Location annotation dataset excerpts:
***

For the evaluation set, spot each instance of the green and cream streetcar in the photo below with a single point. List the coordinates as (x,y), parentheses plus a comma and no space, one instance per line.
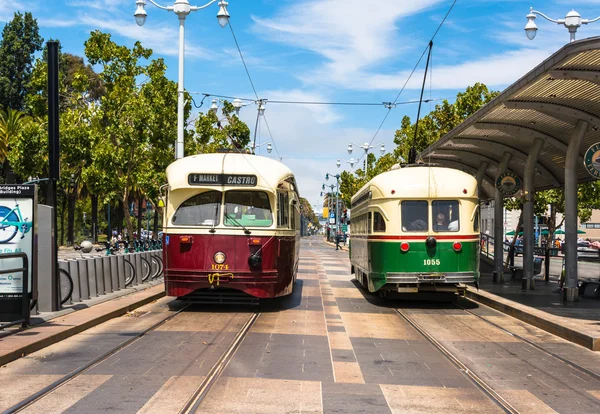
(416,228)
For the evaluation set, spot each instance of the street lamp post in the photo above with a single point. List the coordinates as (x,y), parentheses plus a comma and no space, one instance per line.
(351,161)
(366,147)
(181,8)
(572,22)
(337,202)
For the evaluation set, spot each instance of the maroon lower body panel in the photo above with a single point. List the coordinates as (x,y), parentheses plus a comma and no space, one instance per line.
(190,264)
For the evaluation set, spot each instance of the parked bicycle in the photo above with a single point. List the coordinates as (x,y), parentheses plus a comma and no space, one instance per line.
(112,250)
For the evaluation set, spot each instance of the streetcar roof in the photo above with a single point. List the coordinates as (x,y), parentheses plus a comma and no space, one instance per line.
(421,182)
(269,173)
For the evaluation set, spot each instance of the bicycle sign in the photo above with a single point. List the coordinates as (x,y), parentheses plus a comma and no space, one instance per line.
(17,203)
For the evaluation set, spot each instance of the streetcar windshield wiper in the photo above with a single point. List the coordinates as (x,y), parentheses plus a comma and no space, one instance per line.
(237,223)
(212,230)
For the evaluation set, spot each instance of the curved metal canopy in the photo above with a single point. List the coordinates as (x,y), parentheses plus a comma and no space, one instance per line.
(544,104)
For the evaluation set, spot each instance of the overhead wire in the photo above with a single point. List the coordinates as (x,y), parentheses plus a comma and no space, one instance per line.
(410,76)
(237,45)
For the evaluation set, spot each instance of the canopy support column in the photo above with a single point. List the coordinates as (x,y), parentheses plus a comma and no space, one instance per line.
(499,223)
(571,291)
(528,231)
(479,177)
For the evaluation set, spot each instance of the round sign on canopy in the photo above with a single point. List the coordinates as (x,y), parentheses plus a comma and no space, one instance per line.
(508,183)
(591,160)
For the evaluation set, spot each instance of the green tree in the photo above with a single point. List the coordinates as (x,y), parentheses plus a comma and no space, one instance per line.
(134,128)
(432,127)
(213,132)
(20,40)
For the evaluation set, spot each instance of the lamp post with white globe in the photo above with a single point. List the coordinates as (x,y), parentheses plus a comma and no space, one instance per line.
(181,8)
(572,22)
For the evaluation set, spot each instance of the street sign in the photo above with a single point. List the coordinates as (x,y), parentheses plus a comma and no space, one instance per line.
(508,183)
(591,160)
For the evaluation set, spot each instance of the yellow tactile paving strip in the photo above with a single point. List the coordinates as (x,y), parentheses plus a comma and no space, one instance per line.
(264,396)
(343,371)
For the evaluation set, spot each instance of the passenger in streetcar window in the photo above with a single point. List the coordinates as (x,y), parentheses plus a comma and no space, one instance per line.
(440,223)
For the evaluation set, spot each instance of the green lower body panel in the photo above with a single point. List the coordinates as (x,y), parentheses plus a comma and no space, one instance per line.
(383,263)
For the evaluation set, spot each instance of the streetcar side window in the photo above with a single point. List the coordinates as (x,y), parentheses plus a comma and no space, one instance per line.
(200,210)
(415,216)
(283,209)
(378,222)
(445,215)
(247,208)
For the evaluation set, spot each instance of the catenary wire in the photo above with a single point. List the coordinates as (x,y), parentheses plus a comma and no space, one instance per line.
(237,45)
(410,76)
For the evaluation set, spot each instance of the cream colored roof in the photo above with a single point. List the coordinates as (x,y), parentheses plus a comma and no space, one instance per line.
(545,103)
(268,171)
(408,182)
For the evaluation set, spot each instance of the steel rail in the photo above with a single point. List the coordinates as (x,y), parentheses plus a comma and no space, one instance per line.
(215,373)
(77,372)
(572,364)
(479,383)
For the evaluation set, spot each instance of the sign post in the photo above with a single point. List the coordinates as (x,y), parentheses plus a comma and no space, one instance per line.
(18,228)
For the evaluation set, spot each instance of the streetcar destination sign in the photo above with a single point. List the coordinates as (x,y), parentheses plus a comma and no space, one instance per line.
(222,179)
(508,183)
(591,160)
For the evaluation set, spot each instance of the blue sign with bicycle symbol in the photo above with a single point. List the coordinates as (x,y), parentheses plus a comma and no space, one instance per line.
(17,203)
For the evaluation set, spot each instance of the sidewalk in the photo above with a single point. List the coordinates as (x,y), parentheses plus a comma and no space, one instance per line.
(543,307)
(52,327)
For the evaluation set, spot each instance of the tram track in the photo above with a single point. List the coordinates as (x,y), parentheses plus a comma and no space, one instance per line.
(477,381)
(191,405)
(215,372)
(44,392)
(534,345)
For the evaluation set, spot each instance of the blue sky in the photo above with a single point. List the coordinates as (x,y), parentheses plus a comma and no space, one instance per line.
(326,50)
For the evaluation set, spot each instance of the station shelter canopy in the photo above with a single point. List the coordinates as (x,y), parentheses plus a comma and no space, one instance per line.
(546,104)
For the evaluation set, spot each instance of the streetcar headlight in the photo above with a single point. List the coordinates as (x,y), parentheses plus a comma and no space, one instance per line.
(219,258)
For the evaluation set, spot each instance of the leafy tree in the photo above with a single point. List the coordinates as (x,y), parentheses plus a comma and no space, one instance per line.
(20,41)
(308,212)
(432,127)
(134,128)
(213,132)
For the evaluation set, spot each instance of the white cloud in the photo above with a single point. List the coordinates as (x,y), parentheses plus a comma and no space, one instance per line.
(9,7)
(350,34)
(309,138)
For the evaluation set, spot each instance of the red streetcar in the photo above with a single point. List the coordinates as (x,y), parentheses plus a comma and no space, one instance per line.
(231,221)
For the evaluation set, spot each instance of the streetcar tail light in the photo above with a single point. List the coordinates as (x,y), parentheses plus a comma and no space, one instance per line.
(185,240)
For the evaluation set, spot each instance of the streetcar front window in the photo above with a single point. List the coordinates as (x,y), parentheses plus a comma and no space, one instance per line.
(248,209)
(415,216)
(200,210)
(445,215)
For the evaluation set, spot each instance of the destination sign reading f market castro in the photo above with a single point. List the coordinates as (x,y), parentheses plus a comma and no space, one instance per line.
(222,179)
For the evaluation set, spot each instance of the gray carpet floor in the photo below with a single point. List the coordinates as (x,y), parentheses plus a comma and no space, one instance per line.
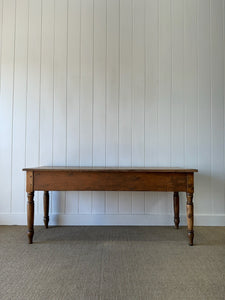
(86,262)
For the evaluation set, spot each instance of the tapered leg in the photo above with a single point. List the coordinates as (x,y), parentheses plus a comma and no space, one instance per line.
(30,216)
(190,221)
(176,209)
(46,208)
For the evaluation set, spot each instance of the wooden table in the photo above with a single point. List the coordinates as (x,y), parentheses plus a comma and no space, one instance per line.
(109,179)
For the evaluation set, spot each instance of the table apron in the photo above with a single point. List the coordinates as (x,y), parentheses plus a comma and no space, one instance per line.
(112,181)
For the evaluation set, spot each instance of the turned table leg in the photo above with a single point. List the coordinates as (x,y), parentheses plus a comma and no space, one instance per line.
(46,208)
(30,216)
(176,209)
(190,221)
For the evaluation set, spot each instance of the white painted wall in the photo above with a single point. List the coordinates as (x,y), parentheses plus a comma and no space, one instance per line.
(112,83)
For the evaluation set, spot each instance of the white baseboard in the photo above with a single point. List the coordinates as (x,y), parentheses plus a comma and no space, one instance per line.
(106,220)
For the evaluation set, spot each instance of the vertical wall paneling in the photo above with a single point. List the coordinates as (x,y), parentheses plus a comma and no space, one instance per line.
(33,87)
(204,113)
(177,87)
(60,95)
(6,102)
(86,95)
(151,95)
(99,101)
(165,84)
(138,76)
(73,96)
(112,83)
(19,119)
(190,82)
(177,105)
(217,93)
(47,87)
(112,95)
(125,104)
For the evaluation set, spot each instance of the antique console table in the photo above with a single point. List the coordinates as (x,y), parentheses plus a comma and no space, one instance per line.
(109,179)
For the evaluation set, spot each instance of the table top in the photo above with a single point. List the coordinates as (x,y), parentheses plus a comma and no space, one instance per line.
(112,169)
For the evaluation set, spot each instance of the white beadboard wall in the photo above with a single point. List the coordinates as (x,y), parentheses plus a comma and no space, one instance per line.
(112,83)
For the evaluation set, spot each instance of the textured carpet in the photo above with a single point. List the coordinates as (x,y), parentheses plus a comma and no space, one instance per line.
(112,263)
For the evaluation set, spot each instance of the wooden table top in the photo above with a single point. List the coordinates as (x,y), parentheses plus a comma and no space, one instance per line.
(112,169)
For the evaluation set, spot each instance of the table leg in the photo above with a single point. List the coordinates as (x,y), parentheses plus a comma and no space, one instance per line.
(190,214)
(30,216)
(176,209)
(46,208)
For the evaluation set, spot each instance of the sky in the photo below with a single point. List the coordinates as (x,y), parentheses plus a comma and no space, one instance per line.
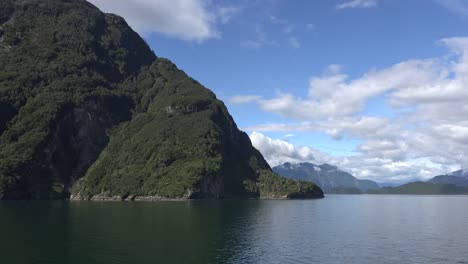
(378,88)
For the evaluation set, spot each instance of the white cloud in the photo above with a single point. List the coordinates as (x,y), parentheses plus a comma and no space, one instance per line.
(185,19)
(357,4)
(277,152)
(259,41)
(310,26)
(243,99)
(427,101)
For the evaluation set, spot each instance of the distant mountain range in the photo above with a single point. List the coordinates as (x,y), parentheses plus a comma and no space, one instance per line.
(330,178)
(457,178)
(453,183)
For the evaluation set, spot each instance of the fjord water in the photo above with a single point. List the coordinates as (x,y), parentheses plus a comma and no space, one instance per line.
(337,229)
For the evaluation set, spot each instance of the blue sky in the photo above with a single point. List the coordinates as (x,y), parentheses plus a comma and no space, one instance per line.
(276,62)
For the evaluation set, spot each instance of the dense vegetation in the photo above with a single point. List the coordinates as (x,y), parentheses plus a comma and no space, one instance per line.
(87,109)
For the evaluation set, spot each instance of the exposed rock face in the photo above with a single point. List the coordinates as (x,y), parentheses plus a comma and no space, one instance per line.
(89,112)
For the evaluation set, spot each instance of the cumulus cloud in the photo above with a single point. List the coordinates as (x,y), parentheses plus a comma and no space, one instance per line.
(427,124)
(185,19)
(357,4)
(243,99)
(277,152)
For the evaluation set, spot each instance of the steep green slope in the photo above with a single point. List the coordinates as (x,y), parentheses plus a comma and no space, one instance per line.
(86,107)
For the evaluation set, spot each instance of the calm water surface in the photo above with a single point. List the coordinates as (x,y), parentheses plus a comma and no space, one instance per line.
(337,229)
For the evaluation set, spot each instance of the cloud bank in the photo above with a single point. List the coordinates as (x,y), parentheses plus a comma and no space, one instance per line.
(425,127)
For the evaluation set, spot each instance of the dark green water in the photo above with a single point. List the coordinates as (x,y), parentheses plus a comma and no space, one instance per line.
(337,229)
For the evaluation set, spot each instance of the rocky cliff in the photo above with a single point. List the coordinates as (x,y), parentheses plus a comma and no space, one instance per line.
(88,111)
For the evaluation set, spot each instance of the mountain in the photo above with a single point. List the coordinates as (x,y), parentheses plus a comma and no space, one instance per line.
(422,188)
(328,177)
(88,111)
(457,178)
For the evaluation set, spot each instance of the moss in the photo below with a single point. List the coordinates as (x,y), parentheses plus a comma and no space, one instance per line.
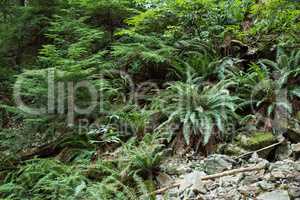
(258,140)
(298,115)
(231,150)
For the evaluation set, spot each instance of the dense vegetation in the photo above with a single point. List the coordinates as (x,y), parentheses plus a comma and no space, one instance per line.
(185,74)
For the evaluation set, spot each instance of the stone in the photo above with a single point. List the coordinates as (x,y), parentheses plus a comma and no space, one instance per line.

***

Drop the pictures, then reproduce exactly the lines from the one with "For the evaluation set, spot each instance of the mountain" through the final line of the listing.

Correct result =>
For the evaluation set, spot each instance of the mountain in the photo above with a single point. List the coordinates as (x,y), parentheses plus a comma and no space, one instance per line.
(422,188)
(328,177)
(88,111)
(457,178)
For the evaluation set, spot each instance of the moss in the photo below with a single point. List the coordinates as (x,y), parentheses plus a comma and no space, one instance per line.
(258,140)
(298,115)
(231,150)
For the evaluation set, spot each instance of the dense vegetation in the photo above with a single point. List the coordinates as (x,y), parentheses plus a comma and no space, one instance per line.
(185,74)
For the evaluation set, spot each instance of the stone in the photo above with a single point. List the coordinates as (x,y), parentheses plus a comma and no space, one instance per line.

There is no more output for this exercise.